[Natural language region descriptions]
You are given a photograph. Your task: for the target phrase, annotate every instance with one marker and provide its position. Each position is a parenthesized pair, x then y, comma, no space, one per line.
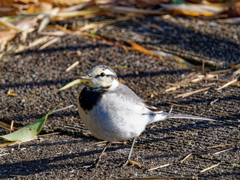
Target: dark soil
(33,75)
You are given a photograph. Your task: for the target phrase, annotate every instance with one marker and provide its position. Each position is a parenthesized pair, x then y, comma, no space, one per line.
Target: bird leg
(99,157)
(130,153)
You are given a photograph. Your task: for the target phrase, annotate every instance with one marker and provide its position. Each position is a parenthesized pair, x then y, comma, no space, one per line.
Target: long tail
(181,116)
(164,115)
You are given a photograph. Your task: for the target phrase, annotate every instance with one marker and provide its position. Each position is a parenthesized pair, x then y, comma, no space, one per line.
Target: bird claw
(132,163)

What you have to do. Print every record above exactly, but no pictures.

Completed exercise.
You are given a photograph. Your task: for the target phrase, annotate every instance with one marker and provide its position. Each position is a parenthesized pair, x then y, comma, no space, one per line.
Target: dark soil
(33,75)
You are given a photograph. Your task: for the target phrase, annotate every instance with one marker and provide its position. Each position is a parenthesized pair, x then y, comma, no space, one per line.
Target: bird leg
(99,157)
(130,153)
You are given a photograph. Your task: for the target phrase, annotate every instance with one marker and provide its position. Each position is a parenthesized pair, x then y, comma, no space, one per line.
Target: long tail
(181,116)
(164,115)
You are given a photograph. Your task: for the target phrase, annotate every instance with one marker and provide its position. Each position is a parenthesized pair, x then y, comma, no space, one per line.
Target: bird claw
(132,163)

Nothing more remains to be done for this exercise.